▶ _Short task_:
Convert each line of the data below into a JSON list of strings, with one string per line and no blank lines.

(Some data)

** start **

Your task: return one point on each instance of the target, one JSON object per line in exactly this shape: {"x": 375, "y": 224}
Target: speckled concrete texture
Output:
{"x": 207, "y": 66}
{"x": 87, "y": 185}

** end **

▶ _Output below_:
[
  "Your task: return one point on each instance of the target, one JSON object per line in exactly this shape: {\"x\": 375, \"y\": 224}",
  "Target: speckled concrete texture",
  "Output:",
  "{\"x\": 207, \"y\": 66}",
  "{\"x\": 87, \"y\": 185}"
]